[Extracted records]

▽

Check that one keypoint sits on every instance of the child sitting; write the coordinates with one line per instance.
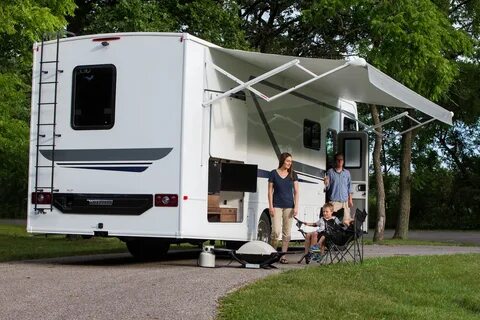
(315, 240)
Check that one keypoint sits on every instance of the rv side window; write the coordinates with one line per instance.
(353, 153)
(311, 134)
(349, 124)
(331, 147)
(93, 100)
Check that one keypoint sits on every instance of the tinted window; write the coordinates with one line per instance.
(349, 124)
(93, 101)
(311, 134)
(331, 147)
(353, 153)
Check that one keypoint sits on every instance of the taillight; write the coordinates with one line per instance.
(166, 200)
(41, 198)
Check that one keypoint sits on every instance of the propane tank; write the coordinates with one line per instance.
(207, 258)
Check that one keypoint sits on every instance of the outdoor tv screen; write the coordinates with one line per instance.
(238, 177)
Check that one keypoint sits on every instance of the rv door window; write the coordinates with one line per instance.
(311, 134)
(349, 124)
(353, 153)
(331, 147)
(93, 100)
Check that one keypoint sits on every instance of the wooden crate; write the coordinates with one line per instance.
(213, 200)
(228, 215)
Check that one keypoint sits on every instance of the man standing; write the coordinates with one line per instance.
(338, 185)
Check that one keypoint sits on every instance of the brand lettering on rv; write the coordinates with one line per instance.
(100, 202)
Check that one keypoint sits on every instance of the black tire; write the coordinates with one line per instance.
(264, 229)
(148, 249)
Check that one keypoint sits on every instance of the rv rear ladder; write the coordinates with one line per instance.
(40, 208)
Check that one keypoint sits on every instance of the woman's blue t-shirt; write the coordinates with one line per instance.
(282, 189)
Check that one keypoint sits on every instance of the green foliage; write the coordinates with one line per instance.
(14, 94)
(21, 23)
(434, 287)
(129, 16)
(16, 244)
(214, 21)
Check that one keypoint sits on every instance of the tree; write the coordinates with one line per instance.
(214, 21)
(412, 41)
(21, 23)
(380, 187)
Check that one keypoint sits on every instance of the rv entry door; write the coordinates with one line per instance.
(354, 146)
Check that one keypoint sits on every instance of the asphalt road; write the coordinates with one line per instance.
(114, 286)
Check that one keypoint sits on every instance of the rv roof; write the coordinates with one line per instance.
(360, 82)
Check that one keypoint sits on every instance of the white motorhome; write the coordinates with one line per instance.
(160, 138)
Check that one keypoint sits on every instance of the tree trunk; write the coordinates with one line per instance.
(401, 230)
(377, 165)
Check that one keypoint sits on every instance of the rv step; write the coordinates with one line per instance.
(42, 188)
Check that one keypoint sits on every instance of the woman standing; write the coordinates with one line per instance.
(282, 200)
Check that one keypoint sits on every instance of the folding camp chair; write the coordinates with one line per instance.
(315, 254)
(345, 244)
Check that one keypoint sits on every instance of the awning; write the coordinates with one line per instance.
(351, 80)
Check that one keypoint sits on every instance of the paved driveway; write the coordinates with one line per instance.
(116, 287)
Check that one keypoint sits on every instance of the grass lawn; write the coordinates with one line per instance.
(428, 287)
(17, 244)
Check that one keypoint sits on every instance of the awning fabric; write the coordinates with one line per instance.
(361, 83)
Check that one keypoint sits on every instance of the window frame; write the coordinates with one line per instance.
(113, 93)
(310, 123)
(349, 121)
(360, 153)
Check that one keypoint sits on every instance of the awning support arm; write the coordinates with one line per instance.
(248, 85)
(414, 127)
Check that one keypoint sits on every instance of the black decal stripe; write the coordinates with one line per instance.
(107, 154)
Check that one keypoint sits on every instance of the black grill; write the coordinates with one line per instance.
(95, 203)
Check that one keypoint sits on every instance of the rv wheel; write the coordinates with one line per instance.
(264, 228)
(148, 249)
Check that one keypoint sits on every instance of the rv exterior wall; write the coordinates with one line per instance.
(161, 82)
(147, 116)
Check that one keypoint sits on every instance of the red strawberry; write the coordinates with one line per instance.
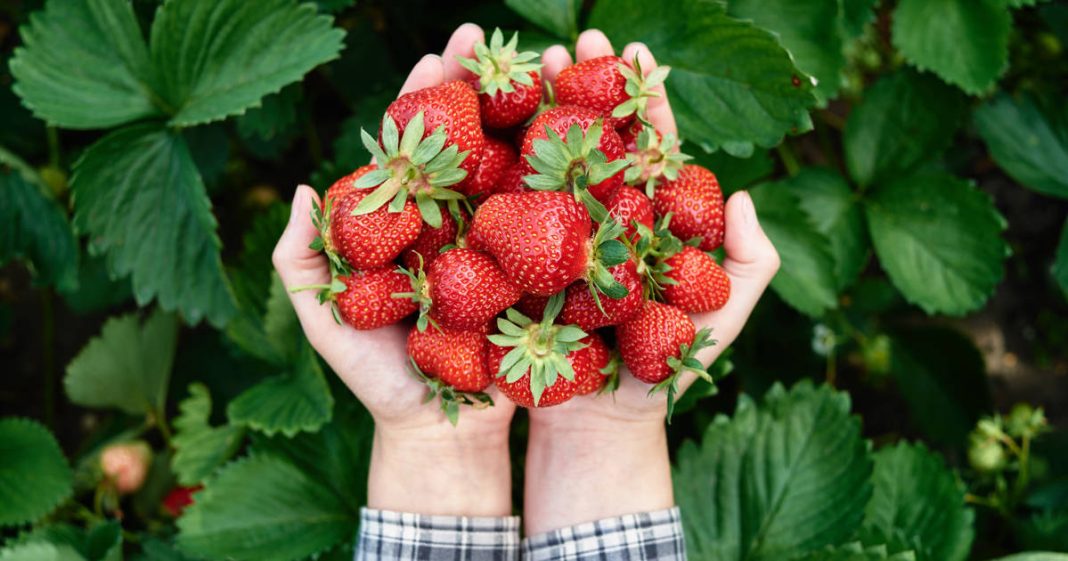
(456, 358)
(700, 283)
(601, 84)
(695, 203)
(581, 309)
(508, 86)
(367, 300)
(630, 205)
(497, 158)
(461, 290)
(600, 160)
(429, 243)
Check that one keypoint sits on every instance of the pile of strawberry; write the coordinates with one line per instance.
(530, 235)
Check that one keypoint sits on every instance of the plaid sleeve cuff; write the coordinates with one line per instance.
(401, 536)
(645, 536)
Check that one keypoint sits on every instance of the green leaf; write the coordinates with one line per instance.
(748, 93)
(809, 30)
(1029, 138)
(287, 404)
(805, 279)
(942, 377)
(218, 59)
(919, 501)
(87, 50)
(784, 479)
(559, 17)
(41, 551)
(964, 42)
(127, 367)
(200, 448)
(939, 239)
(833, 208)
(264, 508)
(160, 231)
(34, 227)
(906, 119)
(34, 477)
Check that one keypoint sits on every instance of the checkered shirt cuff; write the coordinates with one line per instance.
(645, 536)
(387, 535)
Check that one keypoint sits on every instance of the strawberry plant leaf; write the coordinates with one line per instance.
(200, 448)
(809, 30)
(88, 50)
(942, 377)
(758, 486)
(833, 208)
(750, 93)
(921, 502)
(964, 42)
(34, 477)
(218, 59)
(906, 119)
(126, 367)
(297, 401)
(805, 279)
(159, 231)
(263, 508)
(1027, 137)
(34, 227)
(939, 239)
(559, 17)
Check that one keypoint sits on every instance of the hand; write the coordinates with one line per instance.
(420, 463)
(607, 455)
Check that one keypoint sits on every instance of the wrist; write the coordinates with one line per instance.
(448, 471)
(583, 469)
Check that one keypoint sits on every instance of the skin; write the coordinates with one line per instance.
(583, 456)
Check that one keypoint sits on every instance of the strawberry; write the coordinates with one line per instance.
(629, 205)
(659, 344)
(699, 283)
(571, 150)
(498, 157)
(461, 290)
(616, 90)
(582, 309)
(508, 84)
(543, 242)
(366, 300)
(535, 361)
(695, 202)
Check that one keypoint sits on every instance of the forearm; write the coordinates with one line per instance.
(448, 473)
(577, 474)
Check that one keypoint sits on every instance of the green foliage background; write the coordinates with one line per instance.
(909, 159)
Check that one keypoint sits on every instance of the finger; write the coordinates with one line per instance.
(553, 60)
(592, 44)
(461, 44)
(427, 73)
(298, 265)
(658, 109)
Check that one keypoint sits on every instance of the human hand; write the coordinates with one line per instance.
(607, 455)
(420, 462)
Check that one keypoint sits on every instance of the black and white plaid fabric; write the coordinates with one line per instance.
(388, 535)
(405, 536)
(645, 536)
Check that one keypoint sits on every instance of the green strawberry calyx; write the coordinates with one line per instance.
(410, 166)
(450, 398)
(572, 164)
(538, 347)
(686, 361)
(500, 66)
(640, 87)
(655, 160)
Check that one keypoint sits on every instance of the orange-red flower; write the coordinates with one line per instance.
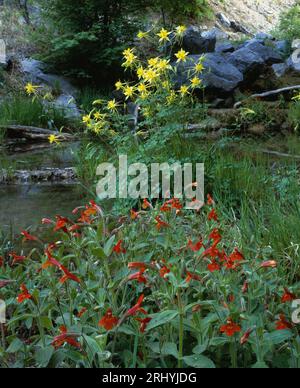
(288, 296)
(246, 336)
(160, 223)
(283, 324)
(25, 295)
(195, 247)
(213, 216)
(16, 258)
(118, 248)
(137, 307)
(230, 328)
(214, 266)
(65, 338)
(192, 276)
(28, 237)
(108, 322)
(68, 276)
(269, 264)
(144, 323)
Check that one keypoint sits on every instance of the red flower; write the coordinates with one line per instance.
(195, 247)
(210, 201)
(16, 258)
(214, 266)
(65, 338)
(82, 312)
(4, 283)
(24, 294)
(213, 216)
(160, 223)
(215, 236)
(139, 276)
(283, 324)
(269, 264)
(146, 204)
(118, 248)
(108, 322)
(246, 337)
(68, 276)
(144, 323)
(137, 307)
(137, 265)
(28, 237)
(245, 287)
(288, 296)
(164, 271)
(61, 224)
(230, 328)
(236, 256)
(191, 276)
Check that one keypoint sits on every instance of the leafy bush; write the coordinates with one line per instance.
(135, 293)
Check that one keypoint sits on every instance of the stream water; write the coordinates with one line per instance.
(24, 206)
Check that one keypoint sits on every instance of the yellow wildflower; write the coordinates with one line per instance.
(142, 35)
(119, 85)
(163, 35)
(31, 89)
(184, 90)
(180, 30)
(196, 82)
(128, 91)
(181, 56)
(53, 139)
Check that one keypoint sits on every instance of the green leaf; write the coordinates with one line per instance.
(43, 356)
(199, 361)
(162, 318)
(15, 346)
(278, 337)
(170, 349)
(109, 245)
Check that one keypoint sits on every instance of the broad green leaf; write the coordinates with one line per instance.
(162, 318)
(199, 361)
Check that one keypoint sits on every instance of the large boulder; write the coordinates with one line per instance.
(253, 56)
(195, 43)
(218, 76)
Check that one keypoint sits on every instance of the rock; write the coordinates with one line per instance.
(282, 46)
(215, 33)
(263, 36)
(280, 69)
(218, 76)
(225, 47)
(195, 43)
(237, 27)
(252, 56)
(224, 20)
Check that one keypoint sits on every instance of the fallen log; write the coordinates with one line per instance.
(267, 94)
(34, 133)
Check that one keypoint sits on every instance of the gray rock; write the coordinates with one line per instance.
(252, 56)
(194, 43)
(224, 20)
(219, 75)
(282, 46)
(215, 33)
(280, 69)
(225, 47)
(263, 36)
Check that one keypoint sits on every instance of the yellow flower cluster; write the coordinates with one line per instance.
(154, 80)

△

▶ Exercise task:
What are the lines from the one with "Check that one keypoint sits on every instance of the rock;" through the last line of the records above? Quote them exactly and add nothing.

▶ Solved problem:
Check that one keypoint sits on every instance of the rock; write the coordinates with one line per instance.
(282, 46)
(215, 33)
(263, 36)
(280, 69)
(218, 76)
(225, 47)
(195, 43)
(237, 27)
(252, 56)
(224, 20)
Check that one keypoint sits on every instance of the fallen log; write the coordinates with one line per instance.
(267, 94)
(34, 133)
Check that one keypoint sits on every instance of the gray rock; write the coordinates with one line per instance.
(252, 56)
(194, 43)
(224, 20)
(219, 75)
(282, 46)
(215, 33)
(280, 69)
(225, 47)
(263, 36)
Check that one keypoint sits on every instance of the yellow flower cluster; write the coordinates with one line per instance.
(154, 80)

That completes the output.